Record list:
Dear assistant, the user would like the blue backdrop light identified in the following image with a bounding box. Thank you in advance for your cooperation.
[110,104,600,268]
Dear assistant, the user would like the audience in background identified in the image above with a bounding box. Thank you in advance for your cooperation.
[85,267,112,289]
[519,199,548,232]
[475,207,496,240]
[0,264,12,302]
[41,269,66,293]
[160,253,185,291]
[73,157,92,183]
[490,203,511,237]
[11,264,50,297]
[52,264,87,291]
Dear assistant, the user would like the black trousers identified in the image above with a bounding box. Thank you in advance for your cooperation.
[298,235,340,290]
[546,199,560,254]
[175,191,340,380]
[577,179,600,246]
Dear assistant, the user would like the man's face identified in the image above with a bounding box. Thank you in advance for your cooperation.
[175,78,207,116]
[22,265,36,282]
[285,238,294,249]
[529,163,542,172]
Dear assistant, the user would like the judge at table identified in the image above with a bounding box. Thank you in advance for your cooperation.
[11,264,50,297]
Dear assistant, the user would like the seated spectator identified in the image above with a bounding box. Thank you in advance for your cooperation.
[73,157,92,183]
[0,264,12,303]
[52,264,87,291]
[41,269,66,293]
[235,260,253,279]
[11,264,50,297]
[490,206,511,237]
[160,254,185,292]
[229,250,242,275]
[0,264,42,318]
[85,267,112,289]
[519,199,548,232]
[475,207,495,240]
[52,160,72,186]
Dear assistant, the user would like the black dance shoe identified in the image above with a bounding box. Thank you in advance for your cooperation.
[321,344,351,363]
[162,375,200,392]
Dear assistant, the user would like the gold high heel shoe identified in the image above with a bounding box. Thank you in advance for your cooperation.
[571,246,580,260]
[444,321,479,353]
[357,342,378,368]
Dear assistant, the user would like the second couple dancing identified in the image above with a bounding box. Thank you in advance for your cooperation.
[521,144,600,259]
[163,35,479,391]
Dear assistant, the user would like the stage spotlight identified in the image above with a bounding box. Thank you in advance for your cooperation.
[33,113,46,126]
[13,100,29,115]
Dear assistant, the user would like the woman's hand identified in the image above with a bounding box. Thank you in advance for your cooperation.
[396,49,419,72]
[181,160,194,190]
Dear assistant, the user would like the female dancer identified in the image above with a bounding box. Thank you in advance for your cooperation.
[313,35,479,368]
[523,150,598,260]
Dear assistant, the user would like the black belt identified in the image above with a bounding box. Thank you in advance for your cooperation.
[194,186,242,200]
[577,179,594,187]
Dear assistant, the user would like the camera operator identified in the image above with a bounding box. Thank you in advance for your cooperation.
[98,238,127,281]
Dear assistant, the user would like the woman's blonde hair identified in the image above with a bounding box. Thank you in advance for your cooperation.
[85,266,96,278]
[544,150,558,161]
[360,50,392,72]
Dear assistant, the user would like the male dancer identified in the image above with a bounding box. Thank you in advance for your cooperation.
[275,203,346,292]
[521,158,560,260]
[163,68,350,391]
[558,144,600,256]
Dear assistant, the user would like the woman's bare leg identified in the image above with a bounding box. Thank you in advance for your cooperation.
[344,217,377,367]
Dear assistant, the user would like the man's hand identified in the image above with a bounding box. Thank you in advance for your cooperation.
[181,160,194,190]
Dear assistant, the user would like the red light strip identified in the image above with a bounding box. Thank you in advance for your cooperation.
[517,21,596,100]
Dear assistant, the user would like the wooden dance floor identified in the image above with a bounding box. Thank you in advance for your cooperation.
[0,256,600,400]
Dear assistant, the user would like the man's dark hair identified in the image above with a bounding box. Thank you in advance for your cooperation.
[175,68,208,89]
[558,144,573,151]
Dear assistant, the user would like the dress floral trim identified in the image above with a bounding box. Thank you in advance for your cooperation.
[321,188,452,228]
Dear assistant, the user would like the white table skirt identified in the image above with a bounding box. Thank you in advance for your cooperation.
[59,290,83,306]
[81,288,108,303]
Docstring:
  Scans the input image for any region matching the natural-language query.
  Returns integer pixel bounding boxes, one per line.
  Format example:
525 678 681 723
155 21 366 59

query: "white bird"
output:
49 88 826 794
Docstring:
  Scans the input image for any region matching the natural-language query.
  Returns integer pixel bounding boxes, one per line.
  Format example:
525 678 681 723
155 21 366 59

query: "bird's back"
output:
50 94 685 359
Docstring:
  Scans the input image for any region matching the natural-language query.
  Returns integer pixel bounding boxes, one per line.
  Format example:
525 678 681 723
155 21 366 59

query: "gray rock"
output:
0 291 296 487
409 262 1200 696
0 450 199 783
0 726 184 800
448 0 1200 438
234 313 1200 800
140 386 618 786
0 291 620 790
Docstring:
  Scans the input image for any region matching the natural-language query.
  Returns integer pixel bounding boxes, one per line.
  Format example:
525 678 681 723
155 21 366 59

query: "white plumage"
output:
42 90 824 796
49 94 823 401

Instructions to follow:
Copy the data from the line with "Dear assistant, the user would like the judge" to the line with "[98,238,127,281]", swapping "camera operator" for "camera crew member" and keeping everything else the same.

Final result:
Dear assistant, the user would like the judge at table identified in the image above with a bounding box. Thank you in advance for your cooperation.
[11,264,50,297]
Dear assistant, the user would like the seated spectator identified in the image above with a bounding box. Thank you in advance for your cooperation.
[73,157,92,183]
[0,264,12,303]
[52,264,87,291]
[41,269,66,293]
[235,260,253,279]
[11,264,50,297]
[490,206,511,237]
[160,254,185,292]
[229,250,242,275]
[0,264,42,318]
[85,267,112,289]
[519,199,548,232]
[475,207,495,240]
[52,160,72,186]
Dear assistant, the user would like the black dance shoe identified in the image above with a bounding box. Thank you in advance for your cooperation.
[321,344,351,363]
[162,375,200,392]
Dear assistant, the user would like the gold high heel shoe identified in the image above with a bounding box. Thank you in advance for your cooperation.
[571,246,580,260]
[444,321,479,353]
[357,342,378,368]
Dear assistant, the user would like the second couple dancing identified in the image above with a bounding box. Thank you in advance for your cooperation.
[521,144,600,259]
[163,35,479,391]
Dear assistant, the user would like the stage spotlight identified in the image above with a bounding box. Thank you in advance for your cooperation.
[33,113,46,126]
[13,100,29,115]
Dear assistant, the user would like the woman's hand identified in the image above with a bounding box. Thank you in advance for your cooperation.
[396,49,419,72]
[181,160,194,190]
Dear assistant, the user would like the female dancer identified in the image above with a bounding box. Thank you in advance for your cooperation.
[313,35,479,368]
[523,150,598,260]
Dear assistant, the user would like the black belt identified in the image above with a bounding box. Thank you in advance for your cooperation.
[194,186,242,200]
[577,179,594,187]
Dear assistant, the user would like the camera crew member identified in the image above with a bounding box. Thank you in advance for your cooperation.
[98,238,127,281]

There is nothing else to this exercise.